КОРОТКАЯ ЗАДАЧА 1 —
Ответьте на вопросы по отрывку о Шостаковиче и русской культуре:
(a) Как Достоевский хотел назвать свой главный роман?
(b) Что, по мнению автора, вероятно, может быть единственной надежной защитой при погружении в стихию Зла?
(c) С чем были неразрывно связаны все самые высокие достижения русской культуры этой эпохи?

═════ ОТРЫВОК ═════

Так можно понять некоторые другие черты Шостаковича. Проблема Зла (или, говоря другим языком, Греха) — одна из самых глубоких, недаром Достоевский свой главный роман хотел назвать «История великого грешника». Но это тема и небезопасная для исследователя: погружение в стихию Зла не может пройти для человека бесследно, если он не обладает надежной защитой, а такой защитой может быть, вероятно, только глубокая вера. Этой защитой Шостакович не обладал, и таково, по-видимому, объяснение неудач и падений в его творчестве или его печальных общественных действий (хотя в самые тяжелые для него моменты он радовал нас своим мужественным достоинством). В этом он повторил судьбу своей страны: колеблющийся между Светом и Мраком, падающий и подымающийся, но все же пробивающийся к Свету.
II
Русская культура, очевидно, не может быть понята как одна из национальных ветвей западноевропейской культуры — она слишком явно в эти рамки не укладывается. Но если искать эталон для сравнения духовного развития России в «Послепетровский» или, точнее сказать, «Послепушкинский» период, то таким эталоном естественно окажется культура Западной Европы. И при этом сопоставлении особенно ярко выделяется одна черта, специфическая только для русской культуры и резко отделяющая ее от духовных влияний, господствовавших в это же время на Западе. Я имею в виду то, что все самые высокие достижения русской культуры этой эпохи были неразрывно связаны с христианством.

═════

КОРОТКАЯ ЗАДАЧА 2 — Выпишите из записей все строки, в которых встречается слово «petal».

═════ ИСХОДНЫЕ ДАННЫЕ ═════

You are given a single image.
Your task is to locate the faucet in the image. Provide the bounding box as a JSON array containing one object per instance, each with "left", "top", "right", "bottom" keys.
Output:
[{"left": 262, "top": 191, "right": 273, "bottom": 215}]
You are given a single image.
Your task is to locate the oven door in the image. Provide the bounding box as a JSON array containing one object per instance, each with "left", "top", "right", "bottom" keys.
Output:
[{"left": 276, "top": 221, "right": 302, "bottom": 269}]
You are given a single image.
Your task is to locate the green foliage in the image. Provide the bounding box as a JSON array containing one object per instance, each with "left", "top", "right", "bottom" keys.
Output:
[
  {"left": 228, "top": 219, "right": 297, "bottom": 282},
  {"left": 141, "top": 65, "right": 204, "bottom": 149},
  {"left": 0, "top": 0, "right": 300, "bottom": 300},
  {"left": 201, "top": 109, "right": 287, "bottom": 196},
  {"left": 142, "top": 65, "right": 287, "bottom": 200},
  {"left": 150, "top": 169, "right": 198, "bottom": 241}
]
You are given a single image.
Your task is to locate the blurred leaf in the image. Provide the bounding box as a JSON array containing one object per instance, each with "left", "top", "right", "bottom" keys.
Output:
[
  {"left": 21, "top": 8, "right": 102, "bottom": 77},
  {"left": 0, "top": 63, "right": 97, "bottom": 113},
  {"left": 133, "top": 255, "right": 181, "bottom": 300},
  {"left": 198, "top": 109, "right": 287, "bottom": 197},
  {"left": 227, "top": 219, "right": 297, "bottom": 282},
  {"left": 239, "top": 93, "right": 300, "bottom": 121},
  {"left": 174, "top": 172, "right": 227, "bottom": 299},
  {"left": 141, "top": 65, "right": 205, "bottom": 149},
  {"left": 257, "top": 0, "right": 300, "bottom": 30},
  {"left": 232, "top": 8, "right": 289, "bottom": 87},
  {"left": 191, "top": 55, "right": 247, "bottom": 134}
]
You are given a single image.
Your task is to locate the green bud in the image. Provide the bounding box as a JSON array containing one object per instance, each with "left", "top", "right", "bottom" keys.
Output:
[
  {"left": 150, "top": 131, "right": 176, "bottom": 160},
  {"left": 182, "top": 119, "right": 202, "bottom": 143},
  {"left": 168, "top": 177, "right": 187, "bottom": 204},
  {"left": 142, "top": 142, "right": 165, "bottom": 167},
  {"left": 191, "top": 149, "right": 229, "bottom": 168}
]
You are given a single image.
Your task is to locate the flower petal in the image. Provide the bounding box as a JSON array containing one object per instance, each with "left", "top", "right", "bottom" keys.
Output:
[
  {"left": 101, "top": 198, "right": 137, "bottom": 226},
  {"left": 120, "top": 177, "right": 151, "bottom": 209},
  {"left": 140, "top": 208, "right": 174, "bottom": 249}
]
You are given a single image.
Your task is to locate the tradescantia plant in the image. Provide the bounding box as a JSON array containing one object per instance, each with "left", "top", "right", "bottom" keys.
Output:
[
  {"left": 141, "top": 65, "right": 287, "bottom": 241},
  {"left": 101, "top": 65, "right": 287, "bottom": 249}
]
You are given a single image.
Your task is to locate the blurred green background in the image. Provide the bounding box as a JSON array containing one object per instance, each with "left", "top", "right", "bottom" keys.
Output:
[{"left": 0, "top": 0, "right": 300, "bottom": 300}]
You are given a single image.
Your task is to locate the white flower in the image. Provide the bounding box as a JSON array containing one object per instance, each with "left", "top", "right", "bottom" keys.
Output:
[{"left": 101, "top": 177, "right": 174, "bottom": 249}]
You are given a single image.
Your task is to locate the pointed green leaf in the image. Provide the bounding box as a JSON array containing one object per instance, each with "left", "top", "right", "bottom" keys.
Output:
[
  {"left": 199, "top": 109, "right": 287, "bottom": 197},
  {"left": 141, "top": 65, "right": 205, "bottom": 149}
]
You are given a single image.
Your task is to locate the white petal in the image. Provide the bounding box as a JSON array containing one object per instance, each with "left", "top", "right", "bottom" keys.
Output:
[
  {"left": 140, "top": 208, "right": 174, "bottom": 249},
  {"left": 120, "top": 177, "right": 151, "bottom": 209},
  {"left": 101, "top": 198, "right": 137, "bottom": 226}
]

═════

ОТВЕТ 1 —
(a) «История великого грешника».
(b) Глубокая вера.
(c) С христианством.

ОТВЕТ 2 —
Your task is to locate the flower petal in the image. Provide the bounding box as a JSON array containing one object per instance, each with "left", "top", "right", "bottom" keys.
Your task is to locate the white petal in the image. Provide the bounding box as a JSON array containing one object per instance, each with "left", "top", "right", "bottom" keys.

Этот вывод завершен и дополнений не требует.